■ DATA FOR THE TASK
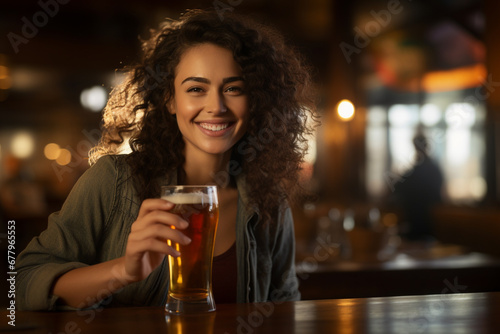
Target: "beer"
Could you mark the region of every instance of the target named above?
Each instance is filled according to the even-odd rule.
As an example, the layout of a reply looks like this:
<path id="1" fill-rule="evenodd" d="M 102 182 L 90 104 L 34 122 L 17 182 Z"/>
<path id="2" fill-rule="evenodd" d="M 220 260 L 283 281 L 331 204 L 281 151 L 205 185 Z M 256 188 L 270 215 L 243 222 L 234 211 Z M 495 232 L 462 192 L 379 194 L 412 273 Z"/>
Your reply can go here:
<path id="1" fill-rule="evenodd" d="M 166 188 L 166 187 L 165 187 Z M 168 257 L 170 271 L 170 286 L 168 292 L 167 309 L 169 304 L 175 304 L 175 311 L 186 311 L 192 305 L 189 303 L 212 303 L 212 259 L 214 251 L 215 232 L 219 220 L 219 205 L 216 187 L 176 187 L 175 191 L 162 198 L 175 204 L 170 212 L 181 216 L 189 223 L 182 230 L 191 239 L 188 245 L 180 245 L 168 240 L 168 245 L 180 252 L 179 257 Z M 184 192 L 179 192 L 182 189 Z M 187 191 L 187 192 L 186 192 Z M 182 303 L 182 309 L 179 303 Z M 199 306 L 199 305 L 198 305 Z M 212 305 L 213 309 L 215 306 Z M 192 307 L 191 307 L 192 308 Z M 199 307 L 198 307 L 199 308 Z M 209 306 L 209 310 L 210 306 Z"/>

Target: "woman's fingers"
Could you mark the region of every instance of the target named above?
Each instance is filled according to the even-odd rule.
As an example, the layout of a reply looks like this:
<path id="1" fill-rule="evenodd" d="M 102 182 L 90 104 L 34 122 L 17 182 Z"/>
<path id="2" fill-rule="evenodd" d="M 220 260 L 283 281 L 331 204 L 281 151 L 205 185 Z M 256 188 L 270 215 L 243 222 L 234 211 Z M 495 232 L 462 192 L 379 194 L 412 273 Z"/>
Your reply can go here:
<path id="1" fill-rule="evenodd" d="M 137 220 L 132 225 L 132 231 L 149 228 L 150 225 L 171 225 L 177 229 L 185 229 L 188 223 L 180 216 L 168 212 L 173 204 L 162 199 L 145 200 L 139 210 Z"/>
<path id="2" fill-rule="evenodd" d="M 146 278 L 160 265 L 163 256 L 180 255 L 174 244 L 187 245 L 191 242 L 182 233 L 189 224 L 169 212 L 173 207 L 171 202 L 158 198 L 142 202 L 127 241 L 125 265 L 129 275 L 138 280 Z"/>
<path id="3" fill-rule="evenodd" d="M 160 223 L 163 225 L 171 225 L 181 230 L 185 229 L 189 225 L 187 221 L 182 219 L 182 217 L 167 211 L 151 211 L 145 215 L 143 219 L 150 224 Z"/>
<path id="4" fill-rule="evenodd" d="M 149 239 L 156 239 L 165 244 L 166 240 L 172 240 L 181 245 L 187 245 L 191 242 L 191 239 L 185 236 L 180 230 L 173 229 L 163 224 L 155 224 L 147 229 L 137 230 L 130 234 L 129 239 L 135 242 L 148 242 Z"/>
<path id="5" fill-rule="evenodd" d="M 137 216 L 137 220 L 141 219 L 143 216 L 148 214 L 151 211 L 155 210 L 163 210 L 168 211 L 174 207 L 172 202 L 161 198 L 150 198 L 146 199 L 142 202 L 141 207 L 139 209 L 139 215 Z"/>

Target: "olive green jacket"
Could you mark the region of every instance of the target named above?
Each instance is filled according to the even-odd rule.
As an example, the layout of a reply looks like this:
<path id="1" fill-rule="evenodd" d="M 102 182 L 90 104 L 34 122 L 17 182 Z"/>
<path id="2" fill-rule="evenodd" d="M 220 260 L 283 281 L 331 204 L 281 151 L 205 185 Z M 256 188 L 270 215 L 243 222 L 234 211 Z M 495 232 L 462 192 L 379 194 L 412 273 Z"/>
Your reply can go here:
<path id="1" fill-rule="evenodd" d="M 176 180 L 176 177 L 170 178 Z M 277 213 L 272 224 L 260 222 L 247 206 L 244 178 L 237 176 L 236 222 L 237 301 L 298 300 L 294 264 L 294 231 L 290 208 Z M 165 181 L 166 183 L 166 181 Z M 75 184 L 47 229 L 33 238 L 17 259 L 17 307 L 58 309 L 51 287 L 64 273 L 125 254 L 132 223 L 141 202 L 132 185 L 124 156 L 104 156 Z M 94 307 L 163 305 L 168 289 L 166 261 L 146 279 L 100 295 Z M 91 298 L 91 296 L 89 296 Z"/>

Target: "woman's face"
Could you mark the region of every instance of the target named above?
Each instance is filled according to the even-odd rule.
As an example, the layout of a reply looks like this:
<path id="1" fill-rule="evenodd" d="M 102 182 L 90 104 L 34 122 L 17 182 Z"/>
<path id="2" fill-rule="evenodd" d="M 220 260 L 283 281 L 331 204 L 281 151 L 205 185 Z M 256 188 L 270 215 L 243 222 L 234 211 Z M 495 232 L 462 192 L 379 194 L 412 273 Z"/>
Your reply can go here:
<path id="1" fill-rule="evenodd" d="M 189 48 L 181 57 L 169 104 L 187 154 L 230 154 L 243 137 L 248 97 L 240 66 L 230 50 L 214 44 Z"/>

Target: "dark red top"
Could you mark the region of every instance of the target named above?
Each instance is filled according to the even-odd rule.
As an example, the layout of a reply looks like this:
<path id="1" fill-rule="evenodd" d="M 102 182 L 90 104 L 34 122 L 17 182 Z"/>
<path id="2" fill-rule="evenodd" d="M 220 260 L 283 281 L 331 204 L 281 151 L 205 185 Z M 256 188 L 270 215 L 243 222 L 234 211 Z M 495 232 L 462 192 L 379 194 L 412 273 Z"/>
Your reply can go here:
<path id="1" fill-rule="evenodd" d="M 236 303 L 236 243 L 226 252 L 214 256 L 212 292 L 215 304 Z"/>

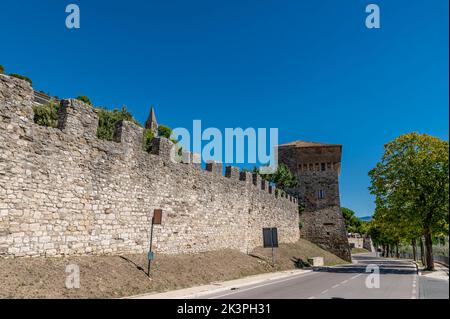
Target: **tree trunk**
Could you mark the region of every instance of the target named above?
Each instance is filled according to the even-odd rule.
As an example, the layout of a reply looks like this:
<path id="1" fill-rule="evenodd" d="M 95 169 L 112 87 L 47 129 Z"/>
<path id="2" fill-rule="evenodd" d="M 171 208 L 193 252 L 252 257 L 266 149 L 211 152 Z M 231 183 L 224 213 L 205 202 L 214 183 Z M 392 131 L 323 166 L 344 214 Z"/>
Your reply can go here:
<path id="1" fill-rule="evenodd" d="M 433 260 L 433 240 L 431 238 L 431 231 L 427 229 L 425 231 L 425 251 L 426 251 L 426 270 L 434 270 L 434 260 Z"/>
<path id="2" fill-rule="evenodd" d="M 419 241 L 420 241 L 420 261 L 422 262 L 423 265 L 425 265 L 425 251 L 423 248 L 422 237 L 419 238 Z"/>
<path id="3" fill-rule="evenodd" d="M 398 243 L 395 243 L 395 258 L 400 258 L 400 253 L 398 252 Z"/>
<path id="4" fill-rule="evenodd" d="M 389 247 L 389 244 L 387 244 L 386 245 L 386 257 L 390 257 L 389 253 L 390 253 L 390 247 Z"/>
<path id="5" fill-rule="evenodd" d="M 417 245 L 416 245 L 416 239 L 413 238 L 411 240 L 411 244 L 412 244 L 412 253 L 413 253 L 413 259 L 414 261 L 417 260 Z"/>

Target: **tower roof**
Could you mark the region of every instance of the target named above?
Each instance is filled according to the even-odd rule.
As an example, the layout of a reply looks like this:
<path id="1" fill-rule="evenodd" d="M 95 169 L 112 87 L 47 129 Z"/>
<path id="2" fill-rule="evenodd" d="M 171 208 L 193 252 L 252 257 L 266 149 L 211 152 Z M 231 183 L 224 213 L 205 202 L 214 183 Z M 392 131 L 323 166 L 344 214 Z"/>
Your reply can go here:
<path id="1" fill-rule="evenodd" d="M 294 147 L 299 147 L 299 148 L 303 148 L 303 147 L 321 147 L 321 146 L 342 146 L 340 144 L 326 144 L 326 143 L 319 143 L 319 142 L 308 142 L 308 141 L 294 141 L 294 142 L 289 142 L 289 143 L 285 143 L 285 144 L 280 144 L 278 146 L 294 146 Z"/>
<path id="2" fill-rule="evenodd" d="M 153 106 L 150 108 L 150 114 L 145 122 L 145 128 L 150 129 L 153 132 L 158 130 L 158 122 L 156 121 L 155 109 Z"/>

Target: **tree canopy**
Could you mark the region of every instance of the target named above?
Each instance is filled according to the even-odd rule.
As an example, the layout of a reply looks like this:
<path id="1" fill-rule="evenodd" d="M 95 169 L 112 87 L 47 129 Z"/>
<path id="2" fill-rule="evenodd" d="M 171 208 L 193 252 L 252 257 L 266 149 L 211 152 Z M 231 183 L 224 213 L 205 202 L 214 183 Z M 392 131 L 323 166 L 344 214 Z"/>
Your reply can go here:
<path id="1" fill-rule="evenodd" d="M 344 217 L 345 227 L 347 229 L 347 233 L 358 233 L 358 234 L 364 234 L 364 224 L 367 224 L 366 222 L 363 222 L 358 217 L 356 217 L 356 213 L 346 207 L 341 208 L 342 216 Z"/>
<path id="2" fill-rule="evenodd" d="M 369 189 L 376 196 L 372 231 L 387 242 L 423 236 L 426 266 L 433 269 L 432 238 L 448 236 L 448 141 L 408 133 L 384 148 L 369 172 Z"/>

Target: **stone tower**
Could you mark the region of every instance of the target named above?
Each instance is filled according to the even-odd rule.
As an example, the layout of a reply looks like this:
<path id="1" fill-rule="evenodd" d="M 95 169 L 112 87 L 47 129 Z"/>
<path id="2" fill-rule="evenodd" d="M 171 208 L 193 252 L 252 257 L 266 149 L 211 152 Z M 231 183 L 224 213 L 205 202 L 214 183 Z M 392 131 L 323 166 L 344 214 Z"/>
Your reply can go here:
<path id="1" fill-rule="evenodd" d="M 304 205 L 301 236 L 350 261 L 339 199 L 342 145 L 296 141 L 278 146 L 279 162 L 297 176 L 289 193 Z"/>
<path id="2" fill-rule="evenodd" d="M 153 106 L 150 108 L 150 114 L 145 122 L 145 128 L 151 130 L 153 136 L 158 136 L 158 122 L 156 121 L 155 109 Z"/>

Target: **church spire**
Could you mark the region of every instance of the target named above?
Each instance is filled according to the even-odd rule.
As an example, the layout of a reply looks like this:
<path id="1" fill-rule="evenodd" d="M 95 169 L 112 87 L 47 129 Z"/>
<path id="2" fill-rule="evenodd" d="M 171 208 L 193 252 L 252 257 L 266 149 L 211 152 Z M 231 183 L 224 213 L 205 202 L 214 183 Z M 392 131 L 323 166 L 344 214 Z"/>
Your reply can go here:
<path id="1" fill-rule="evenodd" d="M 158 135 L 158 122 L 156 121 L 155 109 L 153 105 L 150 108 L 150 114 L 145 122 L 145 128 L 151 130 L 154 136 Z"/>

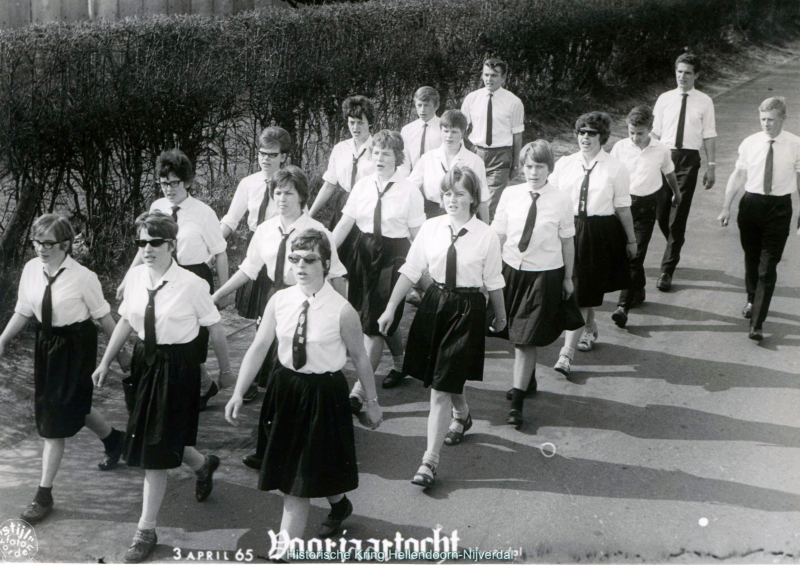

■ YOUR GOAL
What lines in the listing above contain the word "tree"? Show each one.

■ RESULT
Target: **tree trunk**
Target: **tree canopy**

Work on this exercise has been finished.